### Your assignment
Retype the discussion of tafasitamab with lenalidomide word for word, from its heading through its last sentence.

Tafasitamab Combined With Lenalidomide in R/R DLBCL

Ian W. Flinn, MD, PhD: All the regimens we’re talking about are relatively toxic, right? Giving some R-ICE [rituximab-ifosfamide, carboplatin, etoposide] is not for everybody. That probably speaks to the need for newer therapies that are less harsh on patients and more tolerable. Loretta, do you have any thoughts on that? There are some new regimens recently approved, but in general, trying to give people a less toxic therapy with fewer adverse events would certainly be important.

Loretta J. Nastoupil, MD: I 100% agree. Even before I head down that path of choosing my salvage chemotherapy, I have to make a determination regarding whether I think I’m going to cure the patient—that’s going to entail more intensive therapy—or pursue a palliative approach because the toxicities associated with our traditional regimens have been so great. There’s probably a large number of patients who are having fewer of these intensive approaches because we make the determination they’re not going to tolerate it. There was a huge unmet need in terms of having tolerable but effective second-line strategies. What fills that space is tafasitamab and lenalidomide, because the investigators defined the folks they did not feel were suitable for an intensive approach, such as consolidation with high-dose therapy.

### Excerpted records
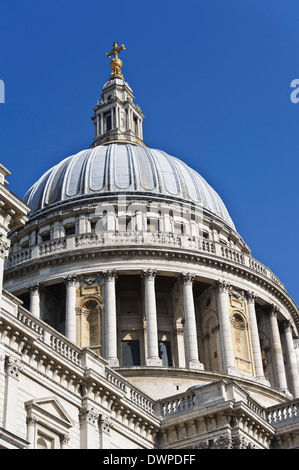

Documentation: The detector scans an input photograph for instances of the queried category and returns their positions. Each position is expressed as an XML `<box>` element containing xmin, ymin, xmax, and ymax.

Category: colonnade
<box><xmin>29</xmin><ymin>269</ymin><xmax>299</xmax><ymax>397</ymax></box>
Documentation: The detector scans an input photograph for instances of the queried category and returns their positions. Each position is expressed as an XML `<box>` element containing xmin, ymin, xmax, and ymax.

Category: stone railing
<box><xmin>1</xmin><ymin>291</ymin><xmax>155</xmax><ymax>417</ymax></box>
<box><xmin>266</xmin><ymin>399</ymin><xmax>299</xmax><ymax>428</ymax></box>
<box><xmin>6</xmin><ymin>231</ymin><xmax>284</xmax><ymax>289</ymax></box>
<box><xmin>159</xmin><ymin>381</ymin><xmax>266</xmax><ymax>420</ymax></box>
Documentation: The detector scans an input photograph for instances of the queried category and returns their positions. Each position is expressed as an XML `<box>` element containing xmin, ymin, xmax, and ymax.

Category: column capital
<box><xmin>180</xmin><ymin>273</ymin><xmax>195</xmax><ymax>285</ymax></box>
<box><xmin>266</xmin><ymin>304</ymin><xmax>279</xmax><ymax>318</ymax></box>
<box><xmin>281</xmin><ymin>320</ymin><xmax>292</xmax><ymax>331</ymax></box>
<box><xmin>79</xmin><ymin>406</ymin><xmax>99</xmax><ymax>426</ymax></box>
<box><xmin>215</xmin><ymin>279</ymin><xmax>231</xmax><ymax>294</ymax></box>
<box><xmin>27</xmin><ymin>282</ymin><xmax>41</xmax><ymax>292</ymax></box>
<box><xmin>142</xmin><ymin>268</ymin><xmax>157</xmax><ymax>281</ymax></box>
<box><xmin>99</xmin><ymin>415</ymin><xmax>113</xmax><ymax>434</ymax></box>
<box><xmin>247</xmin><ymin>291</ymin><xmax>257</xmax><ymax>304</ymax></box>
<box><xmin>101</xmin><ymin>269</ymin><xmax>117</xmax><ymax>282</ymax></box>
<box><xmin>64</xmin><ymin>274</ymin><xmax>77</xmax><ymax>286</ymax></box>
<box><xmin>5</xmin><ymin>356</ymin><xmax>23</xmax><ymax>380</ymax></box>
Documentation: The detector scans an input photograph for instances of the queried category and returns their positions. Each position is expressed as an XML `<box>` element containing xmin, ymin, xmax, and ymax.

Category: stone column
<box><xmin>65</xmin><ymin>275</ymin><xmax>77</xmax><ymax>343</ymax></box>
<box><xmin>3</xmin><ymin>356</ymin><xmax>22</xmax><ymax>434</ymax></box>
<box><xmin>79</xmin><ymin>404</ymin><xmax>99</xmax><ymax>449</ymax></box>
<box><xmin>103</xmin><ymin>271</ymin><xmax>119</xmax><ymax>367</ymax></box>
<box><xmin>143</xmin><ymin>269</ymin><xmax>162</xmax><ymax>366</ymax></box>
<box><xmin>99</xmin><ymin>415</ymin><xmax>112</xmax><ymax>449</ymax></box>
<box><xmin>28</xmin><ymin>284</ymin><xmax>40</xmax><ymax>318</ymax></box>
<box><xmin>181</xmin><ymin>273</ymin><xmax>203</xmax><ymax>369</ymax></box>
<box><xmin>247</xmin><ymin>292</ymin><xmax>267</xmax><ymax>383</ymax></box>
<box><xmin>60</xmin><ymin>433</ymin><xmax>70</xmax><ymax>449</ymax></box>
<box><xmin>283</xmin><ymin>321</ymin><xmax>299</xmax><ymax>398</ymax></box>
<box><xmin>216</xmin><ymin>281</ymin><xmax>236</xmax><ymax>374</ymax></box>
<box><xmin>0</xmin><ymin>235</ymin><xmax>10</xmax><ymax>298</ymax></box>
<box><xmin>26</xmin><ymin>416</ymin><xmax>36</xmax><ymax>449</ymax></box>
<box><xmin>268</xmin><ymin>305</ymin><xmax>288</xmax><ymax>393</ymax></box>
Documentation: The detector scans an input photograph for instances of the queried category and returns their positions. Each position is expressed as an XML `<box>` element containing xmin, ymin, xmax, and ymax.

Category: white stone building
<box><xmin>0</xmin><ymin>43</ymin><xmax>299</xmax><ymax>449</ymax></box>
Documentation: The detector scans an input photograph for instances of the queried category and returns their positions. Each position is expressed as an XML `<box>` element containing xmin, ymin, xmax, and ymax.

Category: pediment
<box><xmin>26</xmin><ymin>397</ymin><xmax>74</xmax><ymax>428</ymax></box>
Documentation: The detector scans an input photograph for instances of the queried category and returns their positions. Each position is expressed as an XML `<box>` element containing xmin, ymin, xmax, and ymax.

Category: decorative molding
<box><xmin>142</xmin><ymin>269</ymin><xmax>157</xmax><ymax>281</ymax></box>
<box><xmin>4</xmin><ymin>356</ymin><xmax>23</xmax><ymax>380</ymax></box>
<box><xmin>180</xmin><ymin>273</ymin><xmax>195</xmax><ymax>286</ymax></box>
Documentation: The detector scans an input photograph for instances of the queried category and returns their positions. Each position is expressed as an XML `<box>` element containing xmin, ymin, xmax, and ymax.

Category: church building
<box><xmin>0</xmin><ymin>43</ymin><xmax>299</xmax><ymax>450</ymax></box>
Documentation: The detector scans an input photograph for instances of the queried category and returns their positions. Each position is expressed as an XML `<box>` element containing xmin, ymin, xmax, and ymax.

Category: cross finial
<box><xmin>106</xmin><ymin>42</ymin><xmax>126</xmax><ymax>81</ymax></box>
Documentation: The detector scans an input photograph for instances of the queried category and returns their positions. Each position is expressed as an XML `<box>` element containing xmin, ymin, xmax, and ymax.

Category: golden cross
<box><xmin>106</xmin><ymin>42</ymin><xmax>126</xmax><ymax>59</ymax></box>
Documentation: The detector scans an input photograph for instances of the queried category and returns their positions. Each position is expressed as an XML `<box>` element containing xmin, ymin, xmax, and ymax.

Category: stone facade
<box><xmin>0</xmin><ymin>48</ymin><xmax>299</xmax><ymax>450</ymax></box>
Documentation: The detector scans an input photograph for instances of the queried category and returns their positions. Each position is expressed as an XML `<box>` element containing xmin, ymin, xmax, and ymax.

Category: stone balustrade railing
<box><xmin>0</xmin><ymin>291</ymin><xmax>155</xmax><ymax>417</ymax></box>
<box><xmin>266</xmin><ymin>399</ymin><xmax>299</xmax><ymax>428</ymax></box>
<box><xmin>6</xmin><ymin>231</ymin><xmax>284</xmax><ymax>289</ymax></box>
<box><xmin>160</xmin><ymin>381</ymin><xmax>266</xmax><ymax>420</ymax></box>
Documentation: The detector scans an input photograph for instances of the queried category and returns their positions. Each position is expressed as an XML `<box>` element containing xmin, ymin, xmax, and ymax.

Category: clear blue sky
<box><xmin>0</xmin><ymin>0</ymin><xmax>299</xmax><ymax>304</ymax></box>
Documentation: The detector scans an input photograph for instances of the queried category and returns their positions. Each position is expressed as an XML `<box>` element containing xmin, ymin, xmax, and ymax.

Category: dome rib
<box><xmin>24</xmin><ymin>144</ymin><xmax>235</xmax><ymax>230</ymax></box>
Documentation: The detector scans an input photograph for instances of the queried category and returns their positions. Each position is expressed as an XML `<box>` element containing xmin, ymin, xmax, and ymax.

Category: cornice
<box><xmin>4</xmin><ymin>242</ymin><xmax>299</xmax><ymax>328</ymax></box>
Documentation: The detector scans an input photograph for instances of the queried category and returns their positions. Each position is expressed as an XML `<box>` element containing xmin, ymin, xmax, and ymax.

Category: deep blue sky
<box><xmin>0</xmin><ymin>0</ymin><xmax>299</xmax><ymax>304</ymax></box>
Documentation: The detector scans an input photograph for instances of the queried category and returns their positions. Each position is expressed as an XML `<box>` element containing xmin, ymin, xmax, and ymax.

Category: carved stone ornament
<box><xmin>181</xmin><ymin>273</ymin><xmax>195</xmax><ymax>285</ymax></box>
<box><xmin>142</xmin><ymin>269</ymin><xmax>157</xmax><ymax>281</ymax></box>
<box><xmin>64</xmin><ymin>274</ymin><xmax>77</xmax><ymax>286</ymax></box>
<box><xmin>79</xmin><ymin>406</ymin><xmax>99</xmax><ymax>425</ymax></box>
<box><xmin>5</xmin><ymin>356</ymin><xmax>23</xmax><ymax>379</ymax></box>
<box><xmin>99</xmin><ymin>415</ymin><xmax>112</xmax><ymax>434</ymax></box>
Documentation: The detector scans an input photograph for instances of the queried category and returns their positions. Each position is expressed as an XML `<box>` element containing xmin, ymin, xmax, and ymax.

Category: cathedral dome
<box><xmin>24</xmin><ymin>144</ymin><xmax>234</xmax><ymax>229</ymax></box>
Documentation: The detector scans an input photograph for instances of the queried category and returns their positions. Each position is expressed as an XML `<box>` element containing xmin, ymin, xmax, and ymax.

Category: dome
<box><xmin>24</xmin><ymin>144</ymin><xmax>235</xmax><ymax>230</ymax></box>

### Task solution
Tafasitamab Combined With Lenalidomide in R/R DLBCL

Ian W. Flinn, MD, PhD: All the regimens we’re talking about are relatively toxic, right? Giving some R-ICE [rituximab-ifosfamide, carboplatin, etoposide] is not for everybody. That probably speaks to the need for newer therapies that are less harsh on patients and more tolerable. Loretta, do you have any thoughts on that? There are some new regimens recently approved, but in general, trying to give people a less toxic therapy with fewer adverse events would certainly be important.

Loretta J. Nastoupil, MD: I 100% agree. Even before I head down that path of choosing my salvage chemotherapy, I have to make a determination regarding whether I think I’m going to cure the patient—that’s going to entail more intensive therapy—or pursue a palliative approach because the toxicities associated with our traditional regimens have been so great. There’s probably a large number of patients who are having fewer of these intensive approaches because we make the determination they’re not going to tolerate it. There was a huge unmet need in terms of having tolerable but effective second-line strategies. What fills that space is tafasitamab and lenalidomide, because the investigators defined the folks they did not feel were suitable for an intensive approach, such as consolidation with high-dose therapy.